Data for the task
— BEGIN —
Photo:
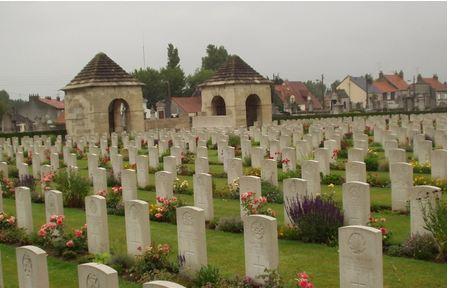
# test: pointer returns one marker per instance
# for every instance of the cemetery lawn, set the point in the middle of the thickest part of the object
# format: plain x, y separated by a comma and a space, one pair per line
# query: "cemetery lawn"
226, 251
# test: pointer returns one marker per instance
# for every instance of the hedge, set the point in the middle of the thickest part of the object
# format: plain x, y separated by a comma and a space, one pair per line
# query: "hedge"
61, 132
355, 114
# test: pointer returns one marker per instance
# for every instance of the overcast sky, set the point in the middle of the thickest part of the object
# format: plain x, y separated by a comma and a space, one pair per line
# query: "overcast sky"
45, 44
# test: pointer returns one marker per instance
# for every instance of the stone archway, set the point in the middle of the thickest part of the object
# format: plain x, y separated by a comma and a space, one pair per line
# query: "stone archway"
253, 109
218, 106
119, 116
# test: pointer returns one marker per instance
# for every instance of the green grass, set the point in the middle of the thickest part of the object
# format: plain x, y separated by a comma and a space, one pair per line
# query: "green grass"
318, 260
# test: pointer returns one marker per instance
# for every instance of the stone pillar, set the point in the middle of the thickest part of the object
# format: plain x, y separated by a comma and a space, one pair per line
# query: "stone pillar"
97, 224
24, 212
191, 238
203, 196
360, 257
32, 267
96, 275
53, 204
294, 189
137, 226
261, 245
356, 203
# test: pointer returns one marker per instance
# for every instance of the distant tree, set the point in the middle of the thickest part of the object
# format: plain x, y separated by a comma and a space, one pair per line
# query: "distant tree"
215, 57
334, 85
173, 60
154, 88
276, 79
175, 78
192, 81
4, 102
316, 88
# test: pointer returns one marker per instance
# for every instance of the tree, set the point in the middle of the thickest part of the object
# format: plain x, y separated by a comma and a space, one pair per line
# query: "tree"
173, 60
175, 77
154, 88
316, 88
334, 85
215, 57
4, 102
192, 81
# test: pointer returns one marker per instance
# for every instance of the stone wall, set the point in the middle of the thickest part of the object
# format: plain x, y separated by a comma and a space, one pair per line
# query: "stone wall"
178, 123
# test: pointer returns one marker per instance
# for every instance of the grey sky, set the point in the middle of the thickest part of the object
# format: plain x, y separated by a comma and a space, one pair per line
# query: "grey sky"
45, 44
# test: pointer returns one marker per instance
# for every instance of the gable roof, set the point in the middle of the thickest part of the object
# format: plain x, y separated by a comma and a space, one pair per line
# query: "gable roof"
235, 71
101, 70
300, 92
189, 104
53, 102
383, 86
397, 82
362, 83
435, 84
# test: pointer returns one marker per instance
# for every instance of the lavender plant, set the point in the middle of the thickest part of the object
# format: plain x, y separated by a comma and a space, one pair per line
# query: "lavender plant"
316, 219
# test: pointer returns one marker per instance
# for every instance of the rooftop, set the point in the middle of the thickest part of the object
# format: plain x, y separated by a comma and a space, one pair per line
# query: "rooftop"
236, 71
101, 70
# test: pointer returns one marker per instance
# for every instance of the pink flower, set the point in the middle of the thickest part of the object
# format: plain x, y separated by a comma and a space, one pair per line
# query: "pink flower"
11, 220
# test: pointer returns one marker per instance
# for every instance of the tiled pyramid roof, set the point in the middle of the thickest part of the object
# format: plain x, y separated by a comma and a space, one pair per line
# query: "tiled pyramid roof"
235, 71
101, 69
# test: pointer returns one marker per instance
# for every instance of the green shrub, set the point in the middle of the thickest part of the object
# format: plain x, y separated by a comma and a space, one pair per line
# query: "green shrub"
371, 161
234, 140
13, 172
247, 162
73, 186
435, 219
207, 276
420, 246
121, 262
230, 224
289, 174
272, 193
332, 178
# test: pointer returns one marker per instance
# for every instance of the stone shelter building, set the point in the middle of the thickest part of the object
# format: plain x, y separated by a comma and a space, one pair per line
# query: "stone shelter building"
236, 95
103, 98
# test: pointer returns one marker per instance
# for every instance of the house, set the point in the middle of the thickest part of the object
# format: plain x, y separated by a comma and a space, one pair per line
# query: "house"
189, 106
39, 114
236, 95
427, 93
296, 97
393, 91
359, 90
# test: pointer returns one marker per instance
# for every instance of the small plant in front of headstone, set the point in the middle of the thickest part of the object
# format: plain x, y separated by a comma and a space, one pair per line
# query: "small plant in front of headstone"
252, 205
435, 220
379, 223
165, 209
371, 160
73, 186
271, 192
333, 178
153, 260
208, 276
304, 280
316, 219
181, 187
9, 232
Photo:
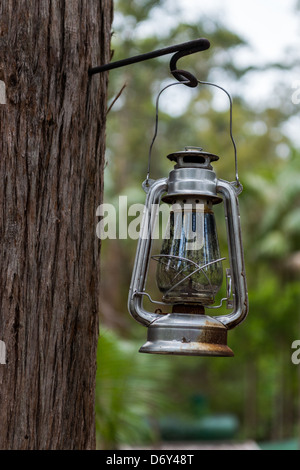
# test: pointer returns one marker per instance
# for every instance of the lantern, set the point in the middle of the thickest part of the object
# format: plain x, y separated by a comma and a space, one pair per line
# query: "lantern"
189, 267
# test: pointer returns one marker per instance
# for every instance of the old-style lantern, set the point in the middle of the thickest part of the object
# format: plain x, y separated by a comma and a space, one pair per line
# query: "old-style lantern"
190, 278
189, 270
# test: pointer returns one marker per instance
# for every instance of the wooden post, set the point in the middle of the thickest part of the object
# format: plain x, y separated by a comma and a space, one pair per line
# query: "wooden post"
52, 129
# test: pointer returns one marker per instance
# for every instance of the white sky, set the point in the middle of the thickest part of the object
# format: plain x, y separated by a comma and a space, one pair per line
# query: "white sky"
271, 29
270, 26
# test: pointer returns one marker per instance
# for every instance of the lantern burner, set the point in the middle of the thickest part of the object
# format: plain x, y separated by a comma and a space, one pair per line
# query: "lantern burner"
193, 157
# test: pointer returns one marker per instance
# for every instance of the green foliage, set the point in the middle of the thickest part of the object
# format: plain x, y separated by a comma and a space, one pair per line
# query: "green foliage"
128, 392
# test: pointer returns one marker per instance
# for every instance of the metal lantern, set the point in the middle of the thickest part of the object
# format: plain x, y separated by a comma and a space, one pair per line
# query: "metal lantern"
189, 266
189, 278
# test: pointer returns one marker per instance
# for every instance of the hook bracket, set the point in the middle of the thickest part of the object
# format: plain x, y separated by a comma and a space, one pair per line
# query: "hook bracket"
180, 50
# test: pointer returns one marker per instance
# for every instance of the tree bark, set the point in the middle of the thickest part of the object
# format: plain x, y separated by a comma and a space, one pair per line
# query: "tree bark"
52, 131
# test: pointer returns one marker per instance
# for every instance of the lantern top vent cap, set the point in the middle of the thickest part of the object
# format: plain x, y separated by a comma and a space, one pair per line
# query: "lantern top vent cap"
193, 157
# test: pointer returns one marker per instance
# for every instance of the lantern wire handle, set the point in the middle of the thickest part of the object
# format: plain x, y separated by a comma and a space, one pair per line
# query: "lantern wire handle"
237, 182
156, 126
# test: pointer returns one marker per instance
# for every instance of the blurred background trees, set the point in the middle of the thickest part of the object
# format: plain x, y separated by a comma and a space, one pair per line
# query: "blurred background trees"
260, 386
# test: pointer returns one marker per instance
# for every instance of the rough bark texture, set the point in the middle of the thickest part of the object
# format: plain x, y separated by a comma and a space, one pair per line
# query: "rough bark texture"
52, 150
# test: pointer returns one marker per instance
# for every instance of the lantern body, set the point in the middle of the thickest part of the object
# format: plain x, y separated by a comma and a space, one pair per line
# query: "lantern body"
190, 278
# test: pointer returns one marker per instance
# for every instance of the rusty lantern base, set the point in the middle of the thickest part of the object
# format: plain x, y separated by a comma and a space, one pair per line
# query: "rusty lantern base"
187, 334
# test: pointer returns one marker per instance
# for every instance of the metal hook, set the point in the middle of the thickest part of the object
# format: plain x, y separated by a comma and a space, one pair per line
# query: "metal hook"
181, 50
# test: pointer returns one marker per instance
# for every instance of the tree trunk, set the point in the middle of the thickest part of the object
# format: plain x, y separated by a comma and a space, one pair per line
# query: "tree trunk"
52, 150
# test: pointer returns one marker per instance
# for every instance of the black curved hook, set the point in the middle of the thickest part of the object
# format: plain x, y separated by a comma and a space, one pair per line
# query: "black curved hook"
183, 75
181, 50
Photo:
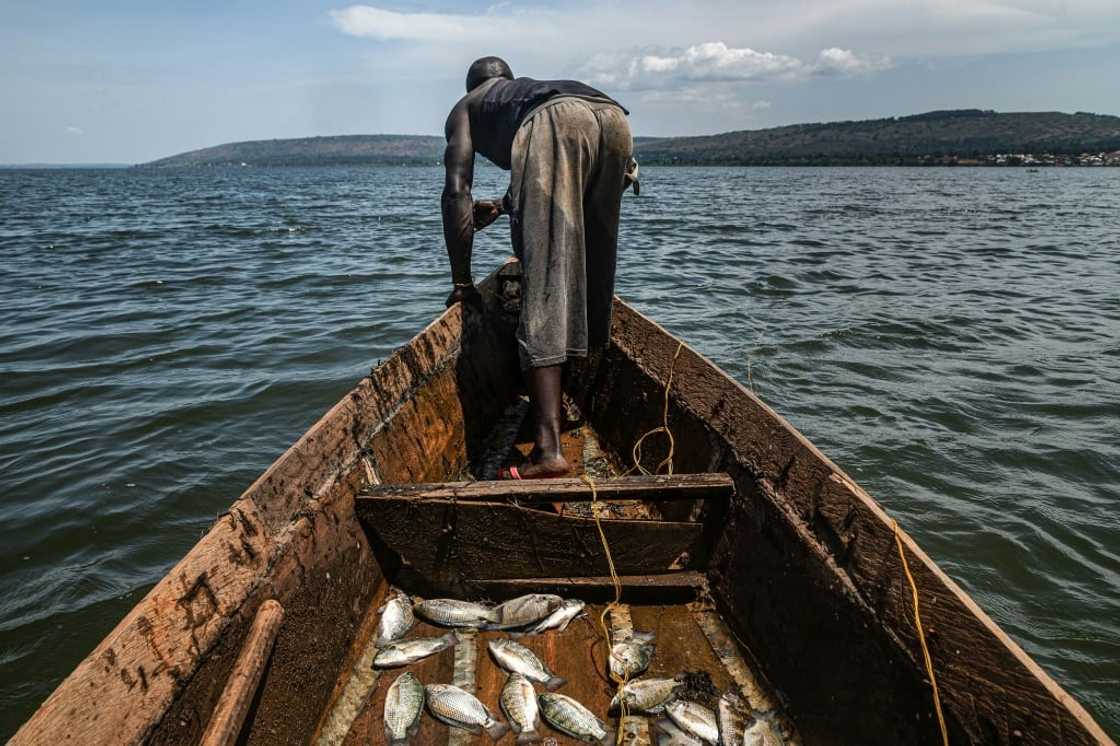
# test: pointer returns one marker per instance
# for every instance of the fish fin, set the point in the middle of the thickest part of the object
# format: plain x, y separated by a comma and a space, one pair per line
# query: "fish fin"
497, 729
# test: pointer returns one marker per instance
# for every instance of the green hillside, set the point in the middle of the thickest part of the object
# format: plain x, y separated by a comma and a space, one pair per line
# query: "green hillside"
933, 137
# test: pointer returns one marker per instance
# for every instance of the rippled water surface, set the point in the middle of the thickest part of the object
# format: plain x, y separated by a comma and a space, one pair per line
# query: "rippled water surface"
951, 337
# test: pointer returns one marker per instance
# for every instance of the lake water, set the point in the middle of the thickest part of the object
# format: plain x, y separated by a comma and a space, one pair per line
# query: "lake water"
949, 336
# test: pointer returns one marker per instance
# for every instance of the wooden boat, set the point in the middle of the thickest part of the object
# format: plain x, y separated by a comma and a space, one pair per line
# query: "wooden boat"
761, 563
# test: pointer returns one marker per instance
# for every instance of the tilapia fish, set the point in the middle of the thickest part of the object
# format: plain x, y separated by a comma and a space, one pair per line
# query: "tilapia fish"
568, 716
515, 658
558, 619
632, 655
668, 734
646, 696
694, 719
762, 733
403, 705
460, 709
525, 609
453, 613
733, 719
519, 702
395, 619
410, 651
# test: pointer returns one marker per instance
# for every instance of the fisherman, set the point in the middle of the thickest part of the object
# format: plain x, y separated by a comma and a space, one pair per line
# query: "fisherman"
568, 149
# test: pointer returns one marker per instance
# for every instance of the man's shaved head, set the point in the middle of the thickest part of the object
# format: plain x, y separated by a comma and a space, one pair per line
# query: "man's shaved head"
485, 68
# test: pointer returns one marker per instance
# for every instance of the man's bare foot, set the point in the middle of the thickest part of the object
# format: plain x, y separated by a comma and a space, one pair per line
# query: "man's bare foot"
544, 468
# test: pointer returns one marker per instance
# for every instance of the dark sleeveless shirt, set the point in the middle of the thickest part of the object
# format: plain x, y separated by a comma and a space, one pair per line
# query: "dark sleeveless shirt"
505, 104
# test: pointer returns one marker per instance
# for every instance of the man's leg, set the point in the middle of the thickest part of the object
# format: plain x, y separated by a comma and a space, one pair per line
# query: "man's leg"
551, 161
546, 395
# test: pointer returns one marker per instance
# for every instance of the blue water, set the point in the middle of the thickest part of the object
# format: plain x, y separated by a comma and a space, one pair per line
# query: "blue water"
949, 336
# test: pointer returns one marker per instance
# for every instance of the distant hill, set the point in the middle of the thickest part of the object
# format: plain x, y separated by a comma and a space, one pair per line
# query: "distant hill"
921, 138
337, 150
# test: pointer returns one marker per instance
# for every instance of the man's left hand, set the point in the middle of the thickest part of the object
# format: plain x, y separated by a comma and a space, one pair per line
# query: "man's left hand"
486, 212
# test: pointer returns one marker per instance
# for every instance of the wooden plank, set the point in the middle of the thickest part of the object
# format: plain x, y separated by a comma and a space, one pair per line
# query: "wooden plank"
232, 708
679, 587
446, 541
659, 487
808, 568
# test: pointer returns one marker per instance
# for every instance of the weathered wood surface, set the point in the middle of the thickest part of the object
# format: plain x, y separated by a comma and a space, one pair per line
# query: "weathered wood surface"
658, 487
292, 537
809, 574
447, 541
230, 712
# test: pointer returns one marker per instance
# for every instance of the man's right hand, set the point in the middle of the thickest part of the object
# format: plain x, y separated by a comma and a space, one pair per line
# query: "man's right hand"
486, 212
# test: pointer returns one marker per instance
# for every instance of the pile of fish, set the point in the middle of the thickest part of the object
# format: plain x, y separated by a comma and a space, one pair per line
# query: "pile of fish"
683, 721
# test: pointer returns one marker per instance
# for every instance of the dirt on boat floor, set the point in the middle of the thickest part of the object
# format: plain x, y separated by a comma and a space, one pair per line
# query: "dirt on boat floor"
689, 639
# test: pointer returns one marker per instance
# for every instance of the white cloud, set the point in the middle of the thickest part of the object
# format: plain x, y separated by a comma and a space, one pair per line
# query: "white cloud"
845, 62
436, 28
570, 31
716, 62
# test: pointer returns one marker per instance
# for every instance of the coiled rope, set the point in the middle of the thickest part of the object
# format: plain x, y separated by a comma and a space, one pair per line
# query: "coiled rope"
921, 637
596, 511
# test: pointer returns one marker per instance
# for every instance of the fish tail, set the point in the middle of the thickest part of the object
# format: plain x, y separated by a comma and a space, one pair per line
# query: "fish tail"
497, 729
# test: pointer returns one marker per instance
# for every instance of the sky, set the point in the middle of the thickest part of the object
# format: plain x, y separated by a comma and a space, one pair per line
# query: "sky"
129, 82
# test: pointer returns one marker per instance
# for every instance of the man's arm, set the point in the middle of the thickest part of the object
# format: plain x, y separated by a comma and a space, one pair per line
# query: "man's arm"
456, 202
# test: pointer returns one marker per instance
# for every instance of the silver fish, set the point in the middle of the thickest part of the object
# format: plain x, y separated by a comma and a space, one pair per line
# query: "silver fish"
694, 719
515, 658
558, 619
645, 696
453, 613
568, 716
632, 655
403, 705
519, 702
525, 609
395, 619
670, 735
761, 733
460, 709
733, 719
410, 651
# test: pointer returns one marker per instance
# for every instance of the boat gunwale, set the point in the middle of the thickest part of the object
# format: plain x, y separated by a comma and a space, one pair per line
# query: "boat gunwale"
775, 485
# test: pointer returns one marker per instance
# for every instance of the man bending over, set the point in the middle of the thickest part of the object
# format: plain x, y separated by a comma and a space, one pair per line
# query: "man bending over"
568, 148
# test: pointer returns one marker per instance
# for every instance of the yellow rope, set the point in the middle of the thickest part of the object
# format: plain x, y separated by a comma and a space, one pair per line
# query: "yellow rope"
621, 681
921, 639
596, 510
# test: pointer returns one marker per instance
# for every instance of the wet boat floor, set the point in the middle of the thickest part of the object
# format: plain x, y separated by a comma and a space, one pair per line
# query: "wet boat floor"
689, 637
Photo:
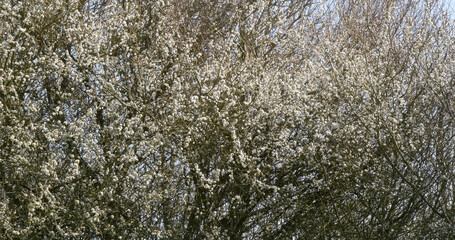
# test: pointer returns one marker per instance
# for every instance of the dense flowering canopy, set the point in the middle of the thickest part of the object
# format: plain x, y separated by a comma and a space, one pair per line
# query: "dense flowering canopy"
239, 119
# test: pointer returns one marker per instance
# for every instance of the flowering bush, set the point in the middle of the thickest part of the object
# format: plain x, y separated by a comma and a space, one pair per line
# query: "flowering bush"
201, 119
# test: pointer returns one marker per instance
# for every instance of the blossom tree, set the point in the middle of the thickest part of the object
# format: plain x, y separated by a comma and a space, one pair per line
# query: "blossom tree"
198, 119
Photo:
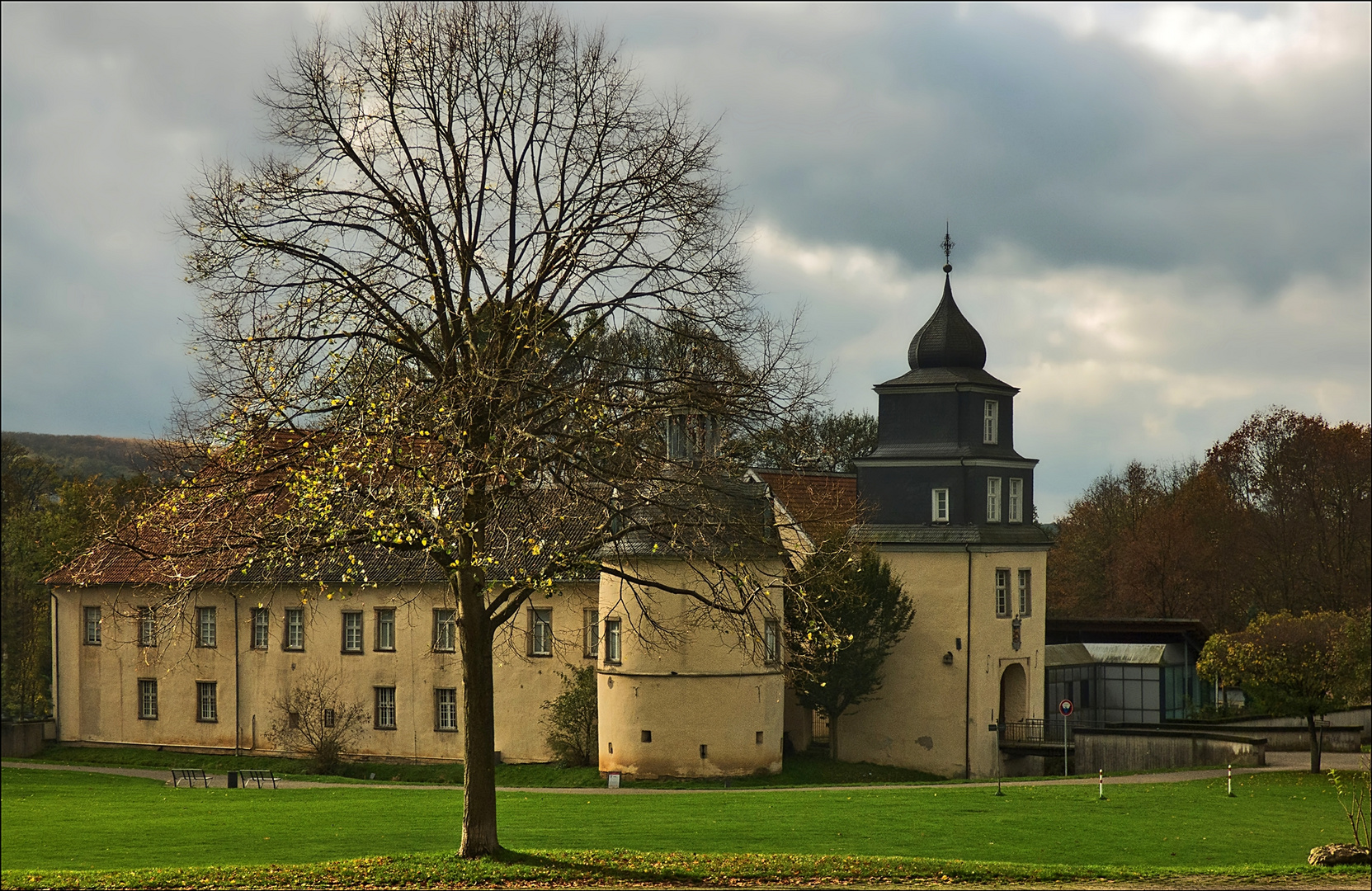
— END —
Goal
Please show every line above that contains the word "bark", copying each in full.

Response to this exercise
# for every instance of the tree bark, set the point in the middle of the thickest part of the object
# query: "tree bark"
# for every instance of the rough bark texture, set the point in the middle of the thickest part of the object
# query: "rough bark texture"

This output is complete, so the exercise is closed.